_Article_
Une étude influente sur l’impact des écogestes estime que le zéro déchet ne permet d’éviter que 90 kg de CO2 par Français et par an. Un chiffre insignifiant, mais qui s’appuie sur une définition erronée du zéro déchet. Explications.
En juin 2019, le cabinet de conseil Carbone 4 publiait une étude sur l’impact des “petits gestes du quotidien” et des changements individuels dans l’empreinte carbone des Français et Françaises. Depuis, les conclusions de ce document de 21 pages ont été reprises de façon régulière dans les médias français – y compris après que le 6e rapport du GIEC a proposé des chiffres différents sur le même sujet début 2022. Ce qui m’intéresse ici, c’est l’incompréhension presque totale que Carbone 4 manifeste vis-à-vis de la démarche “zéro déchet, zéro gaspillage”.
Selon ce cabinet spécialisé en stratégie climat, le zéro déchet correspondrait uniquement à la suppression des emballages ménagers (étude Faire sa part ?, p. 8). La contribution du zéro déchet à la baisse des émissions de CO2 individuelles serait alors de 0,09 tonne de CO2 équivalent par personne et par an (soit 90 kg).
Cela ferait du zéro déchet l’avant-dernier écogeste en termes d’impact, juste après l’utilisation d’ampoules LEDs dans le logement (moins 0,02 tCO2/pers/an). Par comparaison, l’écogeste le plus efficace serait d’adopter un régime végétarien (moins 1,12 tCO2e), ce qui contribuerait pour près de la moitié à la baisse des émissions imputables aux “petits gestes du quotidien” (2,8 tCO2e en tout).
Graphique n°1 : Total de la baisse (2,8 tonnes de CO2 équivalent), agrégé par postes. Alimentation : 46% de la baisse totale. Mobilité : 31%. Biens et services : 17%. Logement : 7%.
Graphique n°2 : Détail de la baisse pour les 10 actions prises en compte, en tonne de CO2 équivalent par personne et par an :
- Régime végétarien (1,12)
- Vélo pour les trajets cours (0,32)
- Covoiturage sur tous les trajets (0,27)
- Ne plus prendre l’avion (0,27)
- Moins de vêtement neufs (0,22)
- Manger local (0,17)
- Thermostat (0,16)

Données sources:

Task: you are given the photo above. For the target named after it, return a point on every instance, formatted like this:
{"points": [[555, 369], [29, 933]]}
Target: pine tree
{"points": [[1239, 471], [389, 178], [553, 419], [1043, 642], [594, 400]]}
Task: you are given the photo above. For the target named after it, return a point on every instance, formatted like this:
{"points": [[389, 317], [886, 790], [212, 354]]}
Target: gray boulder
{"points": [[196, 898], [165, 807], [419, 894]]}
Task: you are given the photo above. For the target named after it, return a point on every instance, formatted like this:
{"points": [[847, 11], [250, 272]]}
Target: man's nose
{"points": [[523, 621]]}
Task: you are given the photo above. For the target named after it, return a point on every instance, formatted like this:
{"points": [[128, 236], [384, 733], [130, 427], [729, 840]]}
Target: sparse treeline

_Consignes_
D'après l'article, combien de CO2 par personne et par an le zéro déchet permettrait-il d'éviter selon l'étude de Carbone 4 ? Les enregistrements constituent un matériau distinct de l'article.

_Réponse_
90 kg de CO2 par personne et par an, soit 0,09 tonne de CO2 équivalent.